-- Start Raw records --

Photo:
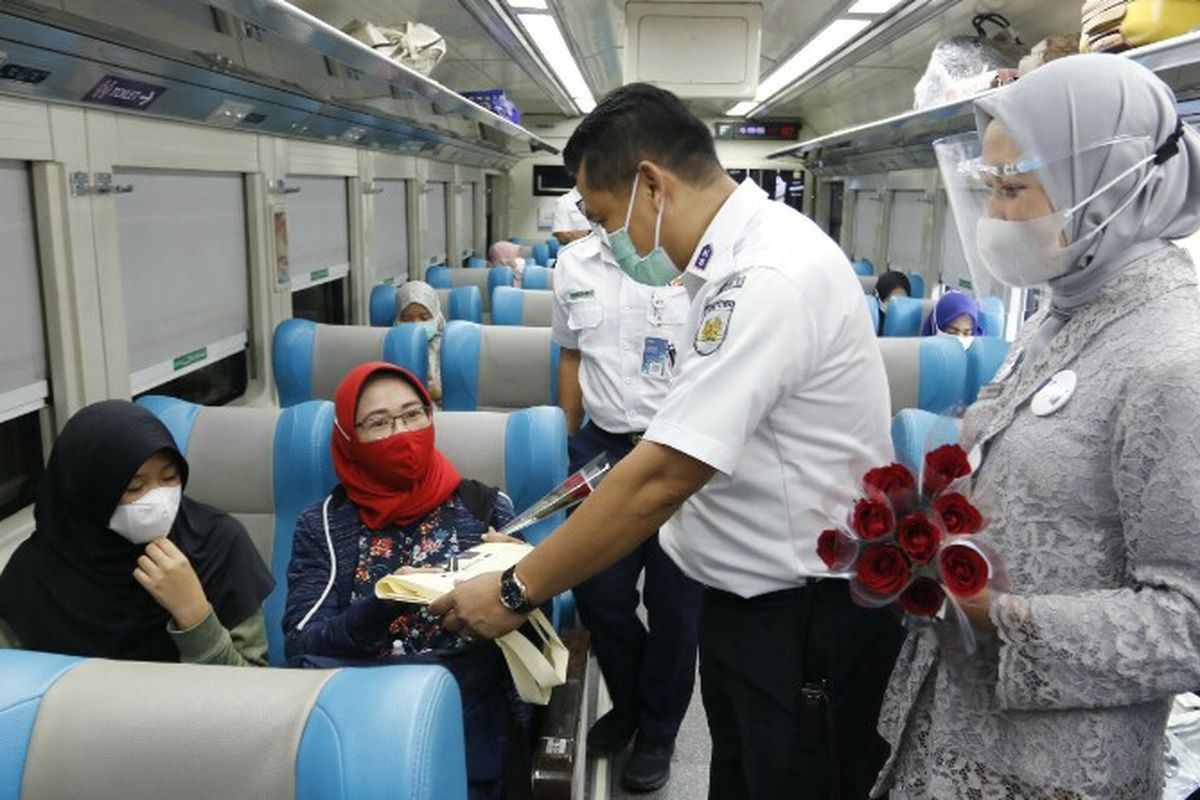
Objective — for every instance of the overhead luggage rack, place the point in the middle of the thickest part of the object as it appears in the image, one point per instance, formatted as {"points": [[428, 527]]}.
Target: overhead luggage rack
{"points": [[903, 142], [256, 65]]}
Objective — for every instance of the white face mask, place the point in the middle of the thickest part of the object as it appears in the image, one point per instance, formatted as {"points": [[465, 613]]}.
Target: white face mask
{"points": [[149, 517]]}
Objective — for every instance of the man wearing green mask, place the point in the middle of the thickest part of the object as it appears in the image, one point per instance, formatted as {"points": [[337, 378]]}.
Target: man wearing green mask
{"points": [[778, 405]]}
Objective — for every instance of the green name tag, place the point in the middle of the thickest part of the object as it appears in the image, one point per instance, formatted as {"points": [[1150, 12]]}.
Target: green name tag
{"points": [[189, 359]]}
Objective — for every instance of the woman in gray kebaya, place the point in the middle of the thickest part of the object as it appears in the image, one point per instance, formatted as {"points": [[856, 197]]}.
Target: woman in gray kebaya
{"points": [[1090, 444]]}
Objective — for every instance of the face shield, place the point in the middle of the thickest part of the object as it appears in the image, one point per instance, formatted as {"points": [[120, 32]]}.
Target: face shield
{"points": [[1013, 235]]}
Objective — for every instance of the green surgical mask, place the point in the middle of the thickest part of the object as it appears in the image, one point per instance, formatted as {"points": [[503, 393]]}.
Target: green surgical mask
{"points": [[654, 269]]}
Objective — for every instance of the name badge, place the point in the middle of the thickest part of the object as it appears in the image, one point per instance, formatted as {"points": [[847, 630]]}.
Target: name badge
{"points": [[1055, 394]]}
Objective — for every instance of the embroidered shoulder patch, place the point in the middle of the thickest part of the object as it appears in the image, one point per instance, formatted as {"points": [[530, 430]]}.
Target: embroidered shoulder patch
{"points": [[714, 325]]}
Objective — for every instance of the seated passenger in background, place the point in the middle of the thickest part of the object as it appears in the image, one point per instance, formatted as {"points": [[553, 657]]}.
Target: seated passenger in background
{"points": [[418, 302], [891, 284], [400, 505], [957, 313], [121, 564]]}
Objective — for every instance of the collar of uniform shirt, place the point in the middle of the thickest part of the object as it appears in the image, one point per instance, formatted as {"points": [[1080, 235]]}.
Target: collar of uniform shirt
{"points": [[724, 232]]}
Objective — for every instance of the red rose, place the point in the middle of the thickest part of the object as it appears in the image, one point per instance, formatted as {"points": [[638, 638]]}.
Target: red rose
{"points": [[873, 519], [958, 515], [918, 537], [882, 570], [894, 481], [964, 570], [923, 597], [945, 465], [837, 549]]}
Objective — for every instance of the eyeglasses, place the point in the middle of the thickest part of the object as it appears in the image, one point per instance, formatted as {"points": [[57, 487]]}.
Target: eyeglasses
{"points": [[378, 426]]}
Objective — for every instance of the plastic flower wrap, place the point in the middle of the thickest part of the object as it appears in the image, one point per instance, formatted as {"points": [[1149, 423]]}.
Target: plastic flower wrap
{"points": [[910, 541], [567, 494]]}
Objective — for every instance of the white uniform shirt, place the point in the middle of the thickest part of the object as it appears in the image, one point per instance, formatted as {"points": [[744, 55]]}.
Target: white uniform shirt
{"points": [[629, 335], [568, 216], [780, 388]]}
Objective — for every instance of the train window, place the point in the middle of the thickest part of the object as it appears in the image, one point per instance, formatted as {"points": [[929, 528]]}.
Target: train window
{"points": [[184, 272], [23, 372], [323, 302], [21, 462], [389, 232], [465, 196], [906, 238], [433, 244], [318, 230]]}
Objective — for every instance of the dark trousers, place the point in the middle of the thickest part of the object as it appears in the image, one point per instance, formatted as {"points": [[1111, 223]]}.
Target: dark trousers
{"points": [[649, 673], [750, 665]]}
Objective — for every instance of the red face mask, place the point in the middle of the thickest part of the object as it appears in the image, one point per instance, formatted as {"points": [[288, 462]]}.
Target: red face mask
{"points": [[395, 480]]}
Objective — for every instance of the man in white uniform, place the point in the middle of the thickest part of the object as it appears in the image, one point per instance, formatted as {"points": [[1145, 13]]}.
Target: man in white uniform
{"points": [[778, 408], [619, 344], [569, 223]]}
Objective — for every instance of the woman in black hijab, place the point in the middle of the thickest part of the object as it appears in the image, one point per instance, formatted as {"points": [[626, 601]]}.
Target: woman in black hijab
{"points": [[121, 565]]}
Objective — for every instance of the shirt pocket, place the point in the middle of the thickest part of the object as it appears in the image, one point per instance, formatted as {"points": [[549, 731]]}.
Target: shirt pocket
{"points": [[585, 314], [669, 306]]}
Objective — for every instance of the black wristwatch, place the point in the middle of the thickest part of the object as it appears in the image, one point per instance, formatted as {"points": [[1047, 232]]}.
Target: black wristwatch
{"points": [[513, 593]]}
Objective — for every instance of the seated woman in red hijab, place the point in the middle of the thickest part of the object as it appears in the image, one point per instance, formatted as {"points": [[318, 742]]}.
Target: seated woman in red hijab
{"points": [[400, 504]]}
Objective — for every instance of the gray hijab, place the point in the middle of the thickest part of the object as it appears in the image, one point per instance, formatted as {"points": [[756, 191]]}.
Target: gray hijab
{"points": [[1075, 103]]}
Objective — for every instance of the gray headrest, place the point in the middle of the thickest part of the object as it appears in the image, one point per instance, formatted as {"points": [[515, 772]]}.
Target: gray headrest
{"points": [[133, 731], [231, 455], [514, 367], [474, 443], [336, 349], [538, 306], [901, 360]]}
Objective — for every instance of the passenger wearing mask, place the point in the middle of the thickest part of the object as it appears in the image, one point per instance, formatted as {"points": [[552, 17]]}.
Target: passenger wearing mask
{"points": [[891, 284], [418, 302], [123, 565], [400, 506], [957, 314], [1079, 176]]}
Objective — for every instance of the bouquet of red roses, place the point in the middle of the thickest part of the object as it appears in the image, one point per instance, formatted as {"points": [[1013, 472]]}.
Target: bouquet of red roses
{"points": [[913, 546]]}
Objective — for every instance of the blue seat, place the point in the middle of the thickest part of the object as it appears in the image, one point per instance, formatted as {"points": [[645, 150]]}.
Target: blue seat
{"points": [[263, 465], [529, 307], [873, 310], [991, 316], [916, 432], [498, 367], [924, 372], [538, 277], [221, 732], [984, 358], [443, 277], [465, 302], [310, 360]]}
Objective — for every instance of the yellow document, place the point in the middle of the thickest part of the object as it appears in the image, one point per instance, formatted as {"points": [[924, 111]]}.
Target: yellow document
{"points": [[535, 655]]}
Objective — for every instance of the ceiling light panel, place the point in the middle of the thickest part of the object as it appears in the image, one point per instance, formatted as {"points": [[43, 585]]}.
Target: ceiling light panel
{"points": [[868, 6], [819, 48], [547, 37]]}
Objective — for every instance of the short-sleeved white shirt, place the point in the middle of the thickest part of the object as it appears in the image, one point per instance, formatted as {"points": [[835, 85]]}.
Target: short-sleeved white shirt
{"points": [[780, 388], [629, 335], [568, 216]]}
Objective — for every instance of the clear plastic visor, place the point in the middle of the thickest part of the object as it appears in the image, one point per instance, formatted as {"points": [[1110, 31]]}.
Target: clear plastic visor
{"points": [[985, 193]]}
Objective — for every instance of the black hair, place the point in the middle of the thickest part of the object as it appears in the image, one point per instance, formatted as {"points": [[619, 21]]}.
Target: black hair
{"points": [[635, 122], [889, 282]]}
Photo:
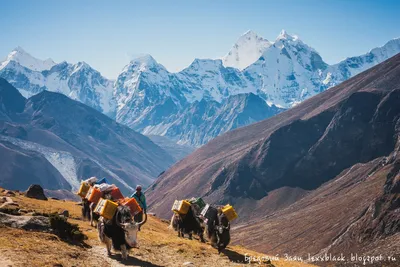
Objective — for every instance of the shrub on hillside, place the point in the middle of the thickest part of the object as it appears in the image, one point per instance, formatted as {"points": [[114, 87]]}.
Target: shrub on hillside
{"points": [[66, 230]]}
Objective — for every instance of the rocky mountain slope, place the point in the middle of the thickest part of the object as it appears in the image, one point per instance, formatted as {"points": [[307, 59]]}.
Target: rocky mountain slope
{"points": [[290, 175], [158, 246], [150, 99], [55, 141]]}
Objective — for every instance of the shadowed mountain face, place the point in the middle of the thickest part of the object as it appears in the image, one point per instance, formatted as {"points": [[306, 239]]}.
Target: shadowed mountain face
{"points": [[330, 154], [74, 141]]}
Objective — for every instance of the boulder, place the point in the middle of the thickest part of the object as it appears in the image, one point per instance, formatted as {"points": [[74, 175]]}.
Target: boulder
{"points": [[9, 193], [65, 213], [37, 223], [35, 191]]}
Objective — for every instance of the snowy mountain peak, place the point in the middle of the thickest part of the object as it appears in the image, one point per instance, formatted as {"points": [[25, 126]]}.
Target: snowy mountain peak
{"points": [[283, 35], [248, 48], [23, 58], [142, 63], [144, 60]]}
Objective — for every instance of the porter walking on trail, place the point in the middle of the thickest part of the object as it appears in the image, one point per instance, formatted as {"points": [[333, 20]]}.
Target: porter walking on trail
{"points": [[141, 199]]}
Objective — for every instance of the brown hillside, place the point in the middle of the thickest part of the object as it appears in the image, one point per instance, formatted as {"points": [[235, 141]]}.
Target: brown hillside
{"points": [[158, 245], [285, 174]]}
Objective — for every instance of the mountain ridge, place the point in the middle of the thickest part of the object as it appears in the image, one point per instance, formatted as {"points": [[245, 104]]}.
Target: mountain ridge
{"points": [[146, 95]]}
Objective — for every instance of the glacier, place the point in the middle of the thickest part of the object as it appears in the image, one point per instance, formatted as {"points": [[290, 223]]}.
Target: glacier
{"points": [[255, 80]]}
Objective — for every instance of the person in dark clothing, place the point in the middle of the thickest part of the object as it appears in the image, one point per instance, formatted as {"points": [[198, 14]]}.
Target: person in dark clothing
{"points": [[141, 199]]}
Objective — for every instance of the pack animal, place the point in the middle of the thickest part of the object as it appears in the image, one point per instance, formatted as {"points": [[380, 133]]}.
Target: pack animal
{"points": [[187, 224], [120, 232], [218, 231]]}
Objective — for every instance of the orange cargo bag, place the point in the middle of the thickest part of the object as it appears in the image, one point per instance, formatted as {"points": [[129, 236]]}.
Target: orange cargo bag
{"points": [[116, 194], [94, 195], [133, 205]]}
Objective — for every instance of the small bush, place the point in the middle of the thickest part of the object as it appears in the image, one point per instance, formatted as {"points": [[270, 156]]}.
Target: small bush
{"points": [[10, 211], [36, 213], [66, 230]]}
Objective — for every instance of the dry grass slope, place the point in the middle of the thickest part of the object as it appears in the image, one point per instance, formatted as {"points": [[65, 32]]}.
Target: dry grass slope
{"points": [[158, 245]]}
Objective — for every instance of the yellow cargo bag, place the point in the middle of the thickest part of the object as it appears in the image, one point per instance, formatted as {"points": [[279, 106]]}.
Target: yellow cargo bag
{"points": [[229, 212], [181, 206], [106, 208], [83, 189]]}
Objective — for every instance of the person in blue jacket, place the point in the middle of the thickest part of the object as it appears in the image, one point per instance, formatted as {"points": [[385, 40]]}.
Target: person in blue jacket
{"points": [[141, 199]]}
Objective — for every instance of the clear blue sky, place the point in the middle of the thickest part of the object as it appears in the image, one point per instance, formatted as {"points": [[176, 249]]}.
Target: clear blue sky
{"points": [[107, 34]]}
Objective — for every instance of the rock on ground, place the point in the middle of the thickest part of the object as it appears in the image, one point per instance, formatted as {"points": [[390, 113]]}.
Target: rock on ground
{"points": [[35, 191], [38, 223]]}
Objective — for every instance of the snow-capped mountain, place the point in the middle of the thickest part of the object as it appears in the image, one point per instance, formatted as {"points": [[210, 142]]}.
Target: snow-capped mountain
{"points": [[78, 81], [288, 72], [207, 98], [246, 51], [26, 60]]}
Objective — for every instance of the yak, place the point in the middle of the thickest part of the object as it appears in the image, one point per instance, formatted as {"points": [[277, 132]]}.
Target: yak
{"points": [[88, 212], [120, 231], [188, 224], [218, 231]]}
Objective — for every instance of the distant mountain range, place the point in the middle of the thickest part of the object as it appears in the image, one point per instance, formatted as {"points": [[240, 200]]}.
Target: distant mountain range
{"points": [[255, 80], [54, 141], [321, 177]]}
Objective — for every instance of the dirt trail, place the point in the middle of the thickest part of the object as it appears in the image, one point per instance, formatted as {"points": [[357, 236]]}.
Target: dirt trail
{"points": [[5, 261]]}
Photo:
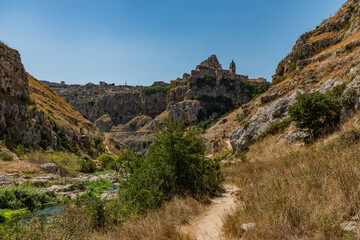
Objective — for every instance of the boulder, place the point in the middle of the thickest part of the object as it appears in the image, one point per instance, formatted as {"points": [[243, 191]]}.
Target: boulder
{"points": [[187, 110], [241, 137], [104, 123]]}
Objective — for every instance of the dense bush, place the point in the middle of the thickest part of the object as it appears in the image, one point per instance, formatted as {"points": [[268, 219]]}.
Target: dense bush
{"points": [[99, 145], [313, 111], [106, 160], [18, 198], [87, 166], [6, 156], [175, 165], [152, 90]]}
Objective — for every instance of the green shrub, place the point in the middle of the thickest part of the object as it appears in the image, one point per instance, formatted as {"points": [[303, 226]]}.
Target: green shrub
{"points": [[347, 27], [279, 80], [99, 145], [17, 198], [91, 102], [246, 125], [313, 111], [206, 124], [87, 166], [97, 140], [132, 125], [95, 188], [292, 67], [336, 91], [176, 164], [278, 114], [152, 90], [19, 150], [349, 137], [106, 160], [6, 156]]}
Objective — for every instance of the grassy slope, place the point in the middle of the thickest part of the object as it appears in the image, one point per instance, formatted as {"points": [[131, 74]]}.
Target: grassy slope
{"points": [[307, 192], [57, 108]]}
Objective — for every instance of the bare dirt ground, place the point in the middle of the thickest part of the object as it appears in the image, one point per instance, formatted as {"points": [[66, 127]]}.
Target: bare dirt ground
{"points": [[208, 225]]}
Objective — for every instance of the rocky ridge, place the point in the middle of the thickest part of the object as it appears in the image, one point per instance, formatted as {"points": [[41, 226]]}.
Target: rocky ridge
{"points": [[33, 115], [208, 92], [320, 60]]}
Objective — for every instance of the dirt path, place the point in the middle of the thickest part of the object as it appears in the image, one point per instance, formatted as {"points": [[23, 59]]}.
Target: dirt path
{"points": [[208, 225]]}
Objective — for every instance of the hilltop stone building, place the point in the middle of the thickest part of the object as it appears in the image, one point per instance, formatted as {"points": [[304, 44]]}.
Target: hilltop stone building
{"points": [[211, 66]]}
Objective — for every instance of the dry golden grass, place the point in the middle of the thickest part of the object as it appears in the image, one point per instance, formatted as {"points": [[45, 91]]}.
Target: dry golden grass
{"points": [[298, 194], [159, 224]]}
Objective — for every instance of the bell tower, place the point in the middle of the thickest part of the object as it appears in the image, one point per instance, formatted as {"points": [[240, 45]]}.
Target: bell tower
{"points": [[232, 67]]}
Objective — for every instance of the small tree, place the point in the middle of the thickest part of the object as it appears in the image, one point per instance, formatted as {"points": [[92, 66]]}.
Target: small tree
{"points": [[313, 111], [176, 164]]}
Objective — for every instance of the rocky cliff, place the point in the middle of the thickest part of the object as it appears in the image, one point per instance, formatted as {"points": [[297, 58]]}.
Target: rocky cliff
{"points": [[207, 92], [33, 115], [320, 60]]}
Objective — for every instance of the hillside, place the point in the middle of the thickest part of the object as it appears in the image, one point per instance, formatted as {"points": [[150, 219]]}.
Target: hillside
{"points": [[294, 185], [32, 115], [329, 57]]}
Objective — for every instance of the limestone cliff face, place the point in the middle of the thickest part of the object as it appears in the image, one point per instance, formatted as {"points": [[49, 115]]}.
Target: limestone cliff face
{"points": [[215, 91], [320, 60], [327, 34], [18, 123], [13, 77], [30, 113]]}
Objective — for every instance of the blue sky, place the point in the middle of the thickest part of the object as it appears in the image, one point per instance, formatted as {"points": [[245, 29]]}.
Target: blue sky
{"points": [[142, 41]]}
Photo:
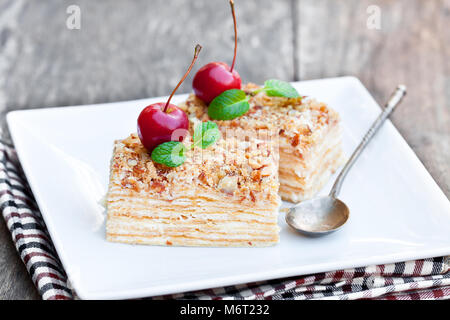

-- End Raw records --

▶ _What you need to do_: How many of the lines above contain the string "blue", with case counting? Reply with the number alone.

▶ _Task solution_: 8